INSTRUCTION |
Reproduce each of the following rows line for line, with no changes.

RECORDED INFORMATION |

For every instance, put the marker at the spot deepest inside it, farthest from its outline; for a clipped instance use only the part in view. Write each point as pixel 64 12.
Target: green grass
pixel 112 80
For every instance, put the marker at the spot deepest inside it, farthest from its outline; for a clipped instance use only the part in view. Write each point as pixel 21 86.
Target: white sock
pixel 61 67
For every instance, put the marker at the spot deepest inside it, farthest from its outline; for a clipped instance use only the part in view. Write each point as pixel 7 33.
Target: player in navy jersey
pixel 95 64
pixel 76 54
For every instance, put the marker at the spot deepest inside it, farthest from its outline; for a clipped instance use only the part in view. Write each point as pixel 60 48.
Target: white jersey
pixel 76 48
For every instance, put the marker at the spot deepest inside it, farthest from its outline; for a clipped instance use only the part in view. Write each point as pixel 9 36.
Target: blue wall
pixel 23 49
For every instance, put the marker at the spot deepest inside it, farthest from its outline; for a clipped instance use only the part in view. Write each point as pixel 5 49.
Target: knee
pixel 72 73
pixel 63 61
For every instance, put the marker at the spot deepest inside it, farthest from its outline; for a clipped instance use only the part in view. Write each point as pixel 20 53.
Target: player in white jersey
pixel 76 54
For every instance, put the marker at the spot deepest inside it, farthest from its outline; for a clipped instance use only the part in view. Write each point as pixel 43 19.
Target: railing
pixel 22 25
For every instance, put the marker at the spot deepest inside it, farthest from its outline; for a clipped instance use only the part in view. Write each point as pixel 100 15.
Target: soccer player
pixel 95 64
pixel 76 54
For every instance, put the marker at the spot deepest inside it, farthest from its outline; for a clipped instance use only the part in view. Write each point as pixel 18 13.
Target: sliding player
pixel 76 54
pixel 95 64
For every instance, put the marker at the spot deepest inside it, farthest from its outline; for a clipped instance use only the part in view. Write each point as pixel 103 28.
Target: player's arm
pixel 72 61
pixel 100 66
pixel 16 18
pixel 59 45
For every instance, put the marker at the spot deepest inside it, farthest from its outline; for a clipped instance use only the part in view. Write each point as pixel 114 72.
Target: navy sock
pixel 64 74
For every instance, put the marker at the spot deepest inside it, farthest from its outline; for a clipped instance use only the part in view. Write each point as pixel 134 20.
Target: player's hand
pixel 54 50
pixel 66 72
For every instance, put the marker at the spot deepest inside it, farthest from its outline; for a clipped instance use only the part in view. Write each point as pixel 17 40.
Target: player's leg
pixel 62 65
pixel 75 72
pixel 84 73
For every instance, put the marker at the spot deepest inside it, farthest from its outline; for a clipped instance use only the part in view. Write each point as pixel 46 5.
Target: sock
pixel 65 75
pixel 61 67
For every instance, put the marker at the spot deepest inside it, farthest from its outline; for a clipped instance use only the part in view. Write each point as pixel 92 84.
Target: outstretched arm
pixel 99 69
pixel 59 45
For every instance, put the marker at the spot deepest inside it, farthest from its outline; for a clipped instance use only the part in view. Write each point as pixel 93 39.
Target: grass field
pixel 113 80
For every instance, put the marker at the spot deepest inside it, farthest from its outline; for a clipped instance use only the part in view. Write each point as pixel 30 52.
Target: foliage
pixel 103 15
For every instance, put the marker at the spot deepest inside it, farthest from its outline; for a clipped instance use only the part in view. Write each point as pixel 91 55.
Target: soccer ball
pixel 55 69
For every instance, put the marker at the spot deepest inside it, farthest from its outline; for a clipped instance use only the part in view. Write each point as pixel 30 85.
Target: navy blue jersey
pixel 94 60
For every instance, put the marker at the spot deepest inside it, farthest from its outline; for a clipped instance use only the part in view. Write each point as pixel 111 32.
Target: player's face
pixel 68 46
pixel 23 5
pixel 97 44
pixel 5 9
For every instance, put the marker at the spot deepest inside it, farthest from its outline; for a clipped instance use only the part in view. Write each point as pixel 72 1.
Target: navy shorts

SOLUTION BELOW |
For every instance, put the marker at the spot deepest inside it, farthest from its outline; for a clipped instance use only the part in view. Write each point as pixel 64 12.
Target: green grass
pixel 112 80
For every instance, put the marker at the spot deepest inside it, farthest from its outline; for a clipped instance use only the part in view. Write each point as pixel 21 86.
Target: white sock
pixel 61 67
For every instance, put the marker at the spot deepest inside it, farthest from its outline; for a clipped instance use only the part in view. Write each point as pixel 7 33.
Target: player in navy jersey
pixel 95 64
pixel 76 54
For every instance, put the marker at the spot deepest inside it, farthest from its outline; for a clipped instance use only the part in view. Write each point as pixel 60 48.
Target: white jersey
pixel 76 48
For every instance, put the marker at the spot deepest inside it, farthest from its outline; for a clipped instance use only the part in view. Write each point as pixel 9 36.
Target: blue wall
pixel 23 49
For every instance, put the marker at the spot deepest inside it, farthest from its outline; for a clipped instance use only the part in view. Write each point as pixel 5 49.
Target: knee
pixel 72 73
pixel 63 61
For every instance, put the marker at the spot deepest inside it, farthest from its outline; for a clipped instance use only the part in view. Write each point as pixel 20 53.
Target: player in white jersey
pixel 76 54
For every instance, put the marker at the spot deepest inside it, farthest from its outline; for a clipped instance use only the part in view. Write each point as pixel 43 19.
Target: railing
pixel 22 25
For every instance, put the marker at the spot deepest inside it, farthest from its outline; for a clipped instance use only the part in view. Write each point as pixel 100 15.
Target: soccer player
pixel 95 64
pixel 76 54
For every instance, put the marker at the spot deepest inside it, farthest from its outline; for a clipped instance use only the part in view. Write each point as pixel 18 13.
Target: sliding player
pixel 76 54
pixel 95 64
For every instance, put the marker at the spot deepest inside it, farthest from its outline; for a clipped instance use only the part in view. Write each point as pixel 103 28.
Target: player's arm
pixel 72 61
pixel 100 66
pixel 16 18
pixel 59 45
For every instance, put the marker at the spot deepest inside it, farthest from its outline; for a clipped instance use only the part in view. Write each point as pixel 114 72.
Target: navy sock
pixel 64 74
For every instance, put the marker at the spot deepest inside it, farthest from its outline; for a clipped instance use only the part in view. Write each point as pixel 134 20.
Target: player's hand
pixel 54 50
pixel 66 72
For every instance, put the marker at the spot deepest inside it, farthest from its outline; for a clipped instance use only the part in view. Write each point as pixel 17 40.
Target: player's leg
pixel 62 65
pixel 75 72
pixel 84 73
For every instance, put the marker at the spot deepest inside it, farthest from its outline; for a clipped instance use only the part in view. Write each point as pixel 46 5.
Target: sock
pixel 65 75
pixel 61 67
For every instance, put the marker at the spot deepest inside it, farthest from its outline; for a clipped instance use only the part in view. Write each point as pixel 92 84.
Target: outstretched arm
pixel 99 69
pixel 59 45
For every instance, put the marker at the spot deepest inside it, farthest from its outline; for a clipped instance use only the part in view. Write each point as pixel 93 39.
Target: grass field
pixel 113 80
For every instance, put the marker at the spot deepest inside it, farthest from its outline; for a clipped instance use only the part in view. Write each point as pixel 30 52.
Target: foliage
pixel 103 15
For every instance, put the marker at the spot deepest inside it, farthest from its outline; for a clipped instance use only the part in view. Write each point as pixel 91 55.
Target: soccer ball
pixel 55 69
For every instance, put the marker at the spot deepest inside it, farthest from its outline; for a clipped instance use only the part in view. Write each point as pixel 30 85.
Target: navy blue jersey
pixel 94 60
For every instance, put the marker at the spot deepest inside it, farthest from its outline; for a clipped instance use only the part in view. Write each point as pixel 111 32.
Target: player's face
pixel 68 46
pixel 23 5
pixel 97 44
pixel 5 9
For every instance, put the marker at the spot deepest inside it, farthest from its outline; for a clipped instance use only the part in view. Write each point as pixel 72 1.
Target: navy shorts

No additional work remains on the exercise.